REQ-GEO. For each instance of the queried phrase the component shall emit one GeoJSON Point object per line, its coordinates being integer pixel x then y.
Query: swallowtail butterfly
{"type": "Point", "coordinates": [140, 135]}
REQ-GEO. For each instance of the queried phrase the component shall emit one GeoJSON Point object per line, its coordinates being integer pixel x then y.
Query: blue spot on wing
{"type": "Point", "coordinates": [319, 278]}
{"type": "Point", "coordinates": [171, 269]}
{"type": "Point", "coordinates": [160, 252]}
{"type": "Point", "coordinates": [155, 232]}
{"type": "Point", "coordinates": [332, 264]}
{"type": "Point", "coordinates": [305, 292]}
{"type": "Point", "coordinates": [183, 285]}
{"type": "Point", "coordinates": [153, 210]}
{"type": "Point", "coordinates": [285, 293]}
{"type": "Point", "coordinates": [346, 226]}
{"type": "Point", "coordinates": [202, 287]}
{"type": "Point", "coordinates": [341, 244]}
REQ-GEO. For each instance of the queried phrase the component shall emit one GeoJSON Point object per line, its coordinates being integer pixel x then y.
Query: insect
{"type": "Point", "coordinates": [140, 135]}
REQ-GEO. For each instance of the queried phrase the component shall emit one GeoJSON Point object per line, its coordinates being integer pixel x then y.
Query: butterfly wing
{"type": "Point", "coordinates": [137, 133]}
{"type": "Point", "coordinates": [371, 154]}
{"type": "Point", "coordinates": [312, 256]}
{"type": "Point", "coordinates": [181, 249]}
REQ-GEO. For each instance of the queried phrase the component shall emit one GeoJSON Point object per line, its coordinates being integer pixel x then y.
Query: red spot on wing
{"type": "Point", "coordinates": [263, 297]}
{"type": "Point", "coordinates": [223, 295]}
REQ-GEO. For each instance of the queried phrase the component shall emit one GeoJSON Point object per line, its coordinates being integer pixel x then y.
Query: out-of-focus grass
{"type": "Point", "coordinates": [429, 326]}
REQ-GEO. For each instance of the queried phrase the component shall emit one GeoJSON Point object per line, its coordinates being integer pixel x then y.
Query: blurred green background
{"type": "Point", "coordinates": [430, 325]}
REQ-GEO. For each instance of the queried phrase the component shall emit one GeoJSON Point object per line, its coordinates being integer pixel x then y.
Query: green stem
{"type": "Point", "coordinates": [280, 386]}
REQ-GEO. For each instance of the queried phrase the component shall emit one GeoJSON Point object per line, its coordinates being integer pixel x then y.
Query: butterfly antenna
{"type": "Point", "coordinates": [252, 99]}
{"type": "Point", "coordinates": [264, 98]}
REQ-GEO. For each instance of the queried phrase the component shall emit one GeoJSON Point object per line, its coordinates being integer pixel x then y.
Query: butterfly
★ ★ ★ ★ ★ ★ ★
Required action — Print the listing once more, exactly as it stands above.

Answer —
REQ-GEO. For each instance of the queried phrase the component shall emit one GeoJSON Point object per line, its coordinates being integer pixel x then y.
Query: swallowtail butterfly
{"type": "Point", "coordinates": [140, 135]}
REQ-GEO. For each instance of the queried phrase the component shall emit one GeoJSON Point object per line, its coordinates being integer pixel x then y.
Query: blue spot on wing
{"type": "Point", "coordinates": [319, 278]}
{"type": "Point", "coordinates": [171, 269]}
{"type": "Point", "coordinates": [160, 252]}
{"type": "Point", "coordinates": [155, 232]}
{"type": "Point", "coordinates": [332, 264]}
{"type": "Point", "coordinates": [305, 292]}
{"type": "Point", "coordinates": [183, 285]}
{"type": "Point", "coordinates": [153, 210]}
{"type": "Point", "coordinates": [285, 293]}
{"type": "Point", "coordinates": [346, 226]}
{"type": "Point", "coordinates": [202, 287]}
{"type": "Point", "coordinates": [341, 244]}
REQ-GEO. For each instance of the queried phrase the component shall emit one GeoJSON Point object per line, its coordinates being integer pixel x then y.
Query: insect
{"type": "Point", "coordinates": [140, 135]}
REQ-GEO. For each instance of the queried phrase the component shall emit one GeoJSON Point object per line, its coordinates being integer pixel x then y.
Query: butterfly wing
{"type": "Point", "coordinates": [137, 133]}
{"type": "Point", "coordinates": [371, 154]}
{"type": "Point", "coordinates": [312, 256]}
{"type": "Point", "coordinates": [181, 249]}
REQ-GEO. For each instance of the queried phrase the component shall emit one GeoJSON Point object per line, its coordinates being integer pixel x then y.
Query: red spot on wing
{"type": "Point", "coordinates": [263, 297]}
{"type": "Point", "coordinates": [223, 295]}
REQ-GEO. For each instance of the queried phrase the component shall emit one GeoJSON Point object per line, its coordinates being integer pixel x then y.
Query: out-of-focus grass
{"type": "Point", "coordinates": [429, 326]}
REQ-GEO. For each instance of the queried phrase the component shall emit one GeoJSON Point object per line, its coordinates being integer pixel x then y.
Query: blurred green background
{"type": "Point", "coordinates": [430, 325]}
REQ-GEO. For each instance of the queried phrase the component shall emit one GeoJSON Point object per line, its coordinates being integer pixel x then y.
Query: green stem
{"type": "Point", "coordinates": [280, 386]}
REQ-GEO. For each instance of the queried phrase the component shall emit one GeoJSON Point object per line, its coordinates being integer pixel x then y.
Query: butterfly antenna
{"type": "Point", "coordinates": [252, 99]}
{"type": "Point", "coordinates": [264, 98]}
REQ-GEO. For each instance of the queried phrase the component shall emit one GeoJSON Point object per line, its coordinates being integer pixel x then y.
Query: butterfly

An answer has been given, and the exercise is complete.